READING PASSAGE –
========================================================================

ALA Booklist
(Tue Jan 03 00:00:00 CST 2023)
When Stink's parents win a family sleepover at the local aquarium, he can't wait to visit the shark exhibit and hang out with his friends there. But after the excitement of an evening scavenger hunt through the aquarium, and a spooky story about Bloody Mary the vampire squid, who can sleep? Pages of fast facts about nonfiction topics related to the story (major aquariums, prehistoric megalodon sharks, and vampire squids) separate the chapters. With large type, an appealing title, and plenty of lively black-and-white illustrations, the ninth book in the Stink series will quickly find its readers.
Horn Book
(Tue Jan 03 00:00:00 CST 2023)
When Stink goes to a sleepover at the aquarium, he's very excited (he loves sharks) but also nervous (he's a bit afraid of sleepovers). Although the children are constantly cracking each other up with silly second-grade jokes, readers will also glean lots of factual information about sea creatures. Reynolds ably illustrates both the wondrous animals and the comical antics.

========================================================================

RECORDED INFORMATION –
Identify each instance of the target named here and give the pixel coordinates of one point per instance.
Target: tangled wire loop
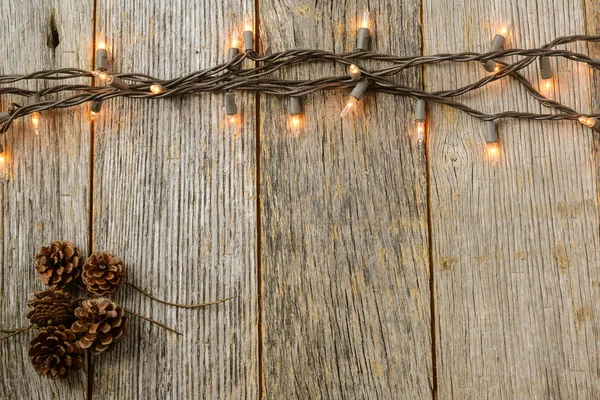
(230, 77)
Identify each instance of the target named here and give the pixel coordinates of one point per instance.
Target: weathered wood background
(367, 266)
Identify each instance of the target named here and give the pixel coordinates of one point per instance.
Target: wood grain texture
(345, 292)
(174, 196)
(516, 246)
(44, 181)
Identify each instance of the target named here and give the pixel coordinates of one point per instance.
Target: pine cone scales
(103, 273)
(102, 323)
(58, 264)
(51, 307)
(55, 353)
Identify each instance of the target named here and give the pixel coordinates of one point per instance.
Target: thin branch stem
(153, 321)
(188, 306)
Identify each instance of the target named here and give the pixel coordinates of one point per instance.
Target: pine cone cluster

========================================================================

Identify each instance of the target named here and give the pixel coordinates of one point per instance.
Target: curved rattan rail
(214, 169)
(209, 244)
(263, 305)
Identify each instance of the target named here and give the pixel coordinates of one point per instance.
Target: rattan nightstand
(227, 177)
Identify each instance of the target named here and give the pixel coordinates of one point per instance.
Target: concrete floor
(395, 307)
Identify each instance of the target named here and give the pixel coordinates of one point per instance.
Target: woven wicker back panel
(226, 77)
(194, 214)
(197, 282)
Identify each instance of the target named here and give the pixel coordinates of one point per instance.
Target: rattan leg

========================================================================

INSTRUCTIONS TO FOLLOW –
Copy out the Stink book reviews word for word, from start to finish.

EXERCISE SOLUTION –
ALA Booklist
(Tue Jan 03 00:00:00 CST 2023)
When Stink's parents win a family sleepover at the local aquarium, he can't wait to visit the shark exhibit and hang out with his friends there. But after the excitement of an evening scavenger hunt through the aquarium, and a spooky story about Bloody Mary the vampire squid, who can sleep? Pages of fast facts about nonfiction topics related to the story (major aquariums, prehistoric megalodon sharks, and vampire squids) separate the chapters. With large type, an appealing title, and plenty of lively black-and-white illustrations, the ninth book in the Stink series will quickly find its readers.
Horn Book
(Tue Jan 03 00:00:00 CST 2023)
When Stink goes to a sleepover at the aquarium, he's very excited (he loves sharks) but also nervous (he's a bit afraid of sleepovers). Although the children are constantly cracking each other up with silly second-grade jokes, readers will also glean lots of factual information about sea creatures. Reynolds ably illustrates both the wondrous animals and the comical antics.